§ SELECTED PASSAGE:
Brown & Williamson initially attempted to patent Y1 in the United States in 1991; this was denied. A year later, B&W attempted to patent Y1 in Brazil; this was also denied. An appeal against the US patent denial was rejected in 1994, and later that year all patent applications were withdrawn.

Y1 has a higher nicotine content than conventional flue-cured tobacco (6.5% versus 3.2—3.5%). It has a comparable amount of tar, and does not affect taste or aroma. British American Tobacco (BAT) began to discuss the trialling of Y1 tobacco in 1991, despite it not being approved for use in the United States. One ex-employee of BAT stated that Y1 tobacco started to be widely used in cigarettes in the US in 1993. Tobacco company executives initially denied intentionally manipulating nicotine levels in cigarettes, but eventually acknowledged blending Y1 into brands including Raleigh, Prime and Summit in order to maintain the flavor and nicotine level of the product while lowering the tar content.

§ Saved data entries:
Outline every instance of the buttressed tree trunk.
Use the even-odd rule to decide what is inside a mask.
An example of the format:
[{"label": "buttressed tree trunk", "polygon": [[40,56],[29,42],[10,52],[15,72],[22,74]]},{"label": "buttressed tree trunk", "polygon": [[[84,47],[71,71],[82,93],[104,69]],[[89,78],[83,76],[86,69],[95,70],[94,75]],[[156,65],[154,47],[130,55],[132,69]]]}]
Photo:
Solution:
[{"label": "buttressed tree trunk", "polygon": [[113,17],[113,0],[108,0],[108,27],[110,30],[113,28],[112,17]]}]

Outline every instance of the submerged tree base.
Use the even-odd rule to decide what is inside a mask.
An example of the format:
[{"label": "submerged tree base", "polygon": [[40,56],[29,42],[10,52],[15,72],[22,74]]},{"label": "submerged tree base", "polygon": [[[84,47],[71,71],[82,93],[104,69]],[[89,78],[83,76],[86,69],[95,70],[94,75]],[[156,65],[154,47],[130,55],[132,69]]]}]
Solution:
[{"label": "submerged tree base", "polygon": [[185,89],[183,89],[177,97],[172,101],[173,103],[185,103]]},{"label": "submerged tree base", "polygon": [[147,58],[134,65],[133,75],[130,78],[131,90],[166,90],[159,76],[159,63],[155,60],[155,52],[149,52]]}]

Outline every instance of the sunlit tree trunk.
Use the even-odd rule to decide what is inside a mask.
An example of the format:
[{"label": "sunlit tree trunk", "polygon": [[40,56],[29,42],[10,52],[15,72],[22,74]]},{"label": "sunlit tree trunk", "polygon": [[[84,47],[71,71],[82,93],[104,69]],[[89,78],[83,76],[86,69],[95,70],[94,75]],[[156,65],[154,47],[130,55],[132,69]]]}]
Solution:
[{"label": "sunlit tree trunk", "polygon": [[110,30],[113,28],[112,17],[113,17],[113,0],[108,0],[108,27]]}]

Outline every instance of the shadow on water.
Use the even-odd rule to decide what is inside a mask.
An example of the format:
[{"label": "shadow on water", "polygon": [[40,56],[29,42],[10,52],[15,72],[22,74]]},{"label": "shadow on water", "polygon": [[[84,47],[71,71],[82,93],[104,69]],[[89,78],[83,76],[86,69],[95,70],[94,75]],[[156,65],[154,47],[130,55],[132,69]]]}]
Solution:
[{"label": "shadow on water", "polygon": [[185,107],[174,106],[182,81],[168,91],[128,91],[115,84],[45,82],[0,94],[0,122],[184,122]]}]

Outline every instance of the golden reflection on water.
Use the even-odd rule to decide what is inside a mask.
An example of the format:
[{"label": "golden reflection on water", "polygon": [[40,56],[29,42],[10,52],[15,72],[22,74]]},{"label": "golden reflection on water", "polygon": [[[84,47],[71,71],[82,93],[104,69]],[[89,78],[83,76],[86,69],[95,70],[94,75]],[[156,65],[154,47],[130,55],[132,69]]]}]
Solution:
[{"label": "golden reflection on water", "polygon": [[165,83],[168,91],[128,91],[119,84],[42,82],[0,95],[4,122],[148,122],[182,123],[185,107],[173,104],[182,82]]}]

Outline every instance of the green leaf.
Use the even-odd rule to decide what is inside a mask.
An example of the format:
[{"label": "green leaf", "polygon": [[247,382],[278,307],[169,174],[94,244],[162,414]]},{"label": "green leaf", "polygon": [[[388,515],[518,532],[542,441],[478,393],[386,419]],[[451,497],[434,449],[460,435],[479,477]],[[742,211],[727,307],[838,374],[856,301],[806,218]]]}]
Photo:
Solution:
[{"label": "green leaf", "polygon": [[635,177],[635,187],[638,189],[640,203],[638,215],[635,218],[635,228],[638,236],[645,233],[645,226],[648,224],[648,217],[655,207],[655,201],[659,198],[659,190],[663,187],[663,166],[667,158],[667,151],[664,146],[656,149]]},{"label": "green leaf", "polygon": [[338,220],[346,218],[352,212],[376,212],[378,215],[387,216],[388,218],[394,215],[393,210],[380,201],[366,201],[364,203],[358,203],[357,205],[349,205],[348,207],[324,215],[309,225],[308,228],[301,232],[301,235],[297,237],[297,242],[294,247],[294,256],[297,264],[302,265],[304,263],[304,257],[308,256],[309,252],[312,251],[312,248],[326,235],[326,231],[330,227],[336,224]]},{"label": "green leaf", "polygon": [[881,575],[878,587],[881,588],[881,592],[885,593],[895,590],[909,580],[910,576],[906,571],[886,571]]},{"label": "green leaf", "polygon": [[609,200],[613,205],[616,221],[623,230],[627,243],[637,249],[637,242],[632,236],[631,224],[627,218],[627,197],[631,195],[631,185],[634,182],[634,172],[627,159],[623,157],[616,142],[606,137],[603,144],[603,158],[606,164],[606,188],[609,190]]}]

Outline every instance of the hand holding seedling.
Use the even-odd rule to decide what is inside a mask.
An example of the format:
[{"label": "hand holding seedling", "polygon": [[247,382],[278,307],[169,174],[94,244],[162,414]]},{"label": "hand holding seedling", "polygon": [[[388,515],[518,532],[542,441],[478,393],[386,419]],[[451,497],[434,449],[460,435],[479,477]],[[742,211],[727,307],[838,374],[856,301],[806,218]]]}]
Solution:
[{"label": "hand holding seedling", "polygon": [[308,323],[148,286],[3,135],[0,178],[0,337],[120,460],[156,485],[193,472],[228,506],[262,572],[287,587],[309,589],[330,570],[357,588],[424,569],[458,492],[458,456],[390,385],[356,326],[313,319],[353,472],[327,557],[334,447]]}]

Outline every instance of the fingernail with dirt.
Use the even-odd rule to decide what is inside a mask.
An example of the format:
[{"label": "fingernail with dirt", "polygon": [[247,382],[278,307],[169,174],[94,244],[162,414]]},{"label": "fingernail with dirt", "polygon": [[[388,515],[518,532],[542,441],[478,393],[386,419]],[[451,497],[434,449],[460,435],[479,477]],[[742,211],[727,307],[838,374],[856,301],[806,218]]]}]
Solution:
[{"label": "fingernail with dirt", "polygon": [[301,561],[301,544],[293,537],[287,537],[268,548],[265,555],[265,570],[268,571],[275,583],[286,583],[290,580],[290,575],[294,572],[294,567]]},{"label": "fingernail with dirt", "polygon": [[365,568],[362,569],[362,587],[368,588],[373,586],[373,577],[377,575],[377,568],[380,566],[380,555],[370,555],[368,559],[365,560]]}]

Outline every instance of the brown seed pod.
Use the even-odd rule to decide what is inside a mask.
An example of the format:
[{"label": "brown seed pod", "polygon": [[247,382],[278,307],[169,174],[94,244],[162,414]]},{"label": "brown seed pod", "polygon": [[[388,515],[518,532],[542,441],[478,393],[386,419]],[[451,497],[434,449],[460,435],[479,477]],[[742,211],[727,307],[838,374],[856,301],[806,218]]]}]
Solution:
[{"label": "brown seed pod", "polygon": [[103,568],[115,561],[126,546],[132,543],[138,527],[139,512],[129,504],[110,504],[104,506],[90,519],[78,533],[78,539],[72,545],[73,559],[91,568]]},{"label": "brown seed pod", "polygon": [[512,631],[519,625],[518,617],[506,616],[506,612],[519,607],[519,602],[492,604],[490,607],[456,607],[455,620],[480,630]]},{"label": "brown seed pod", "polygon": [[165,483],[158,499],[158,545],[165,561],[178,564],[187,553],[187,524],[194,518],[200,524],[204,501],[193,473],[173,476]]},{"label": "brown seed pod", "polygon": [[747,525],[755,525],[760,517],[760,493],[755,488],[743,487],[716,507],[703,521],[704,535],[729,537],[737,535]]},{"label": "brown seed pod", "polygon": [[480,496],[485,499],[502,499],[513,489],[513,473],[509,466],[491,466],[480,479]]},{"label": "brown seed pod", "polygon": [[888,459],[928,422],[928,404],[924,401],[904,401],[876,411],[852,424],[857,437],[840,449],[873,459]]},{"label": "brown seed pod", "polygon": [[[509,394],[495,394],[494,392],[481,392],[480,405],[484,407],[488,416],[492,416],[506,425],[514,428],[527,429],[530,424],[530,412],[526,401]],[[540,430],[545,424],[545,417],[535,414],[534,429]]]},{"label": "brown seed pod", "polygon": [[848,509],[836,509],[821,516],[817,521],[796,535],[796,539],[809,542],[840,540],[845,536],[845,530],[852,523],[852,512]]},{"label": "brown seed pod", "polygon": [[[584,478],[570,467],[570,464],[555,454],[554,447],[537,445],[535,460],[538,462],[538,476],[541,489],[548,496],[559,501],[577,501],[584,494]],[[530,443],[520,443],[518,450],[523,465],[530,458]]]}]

§ EXERCISE:
Continue the passage about Y1 tobacco with the sentences that would come next after its last line.

§ OUTPUT FOR THIS TASK:
B&W continued to insist that Y1 was not used to raise nicotine levels, stating "the brands that use Y1 deliver essentially the same nicotine as the products they replaced." B&W promised in 1994 to stop using Y1, but at that time they had 7 e6lb of inventory, and continued to blend Y1 into their products until 1999. Y1 was also shipped to BAT's cigarette plant in Southampton, England and to subsidiaries in Germany and Finland, but whether it was used in commercial production is unclear.

==Legal controversy==
Beginning in 1990, the United States Food and Drug Administration (FDA), under Commissioner David Kessler, conducted an investigation into the tobacco industry, including charges that cigarette manufacturers intentionally manipulated nicotine levels in cigarettes to keep their customers addicted. In early 1994, B&W told the FDA that there was an agreement among US cigarette manufacturers not to manipulate nicotine levels in tobacco. However, FDA investigators discovered a Brazilian patent describing a tobacco plant with an unusually high nicotine content, which led them to B&W and Y1.

In testimony before Congress in June 1994, Kessler accused B&W of knowingly manipulating nicotine levels in some of its cigarettes. B&W chairman Thomas Sandefur rejected the claim, stating that "the brands that use Y1 deliver essentially the same nicotine as the products they replaced" and accusing Kessler of "grandstanding" for political purposes. Several members of Congress suggested that this proved that tobacco executives had committed perjury when they denied knowing smoking was addictive in their April 1994 testimony before Congress.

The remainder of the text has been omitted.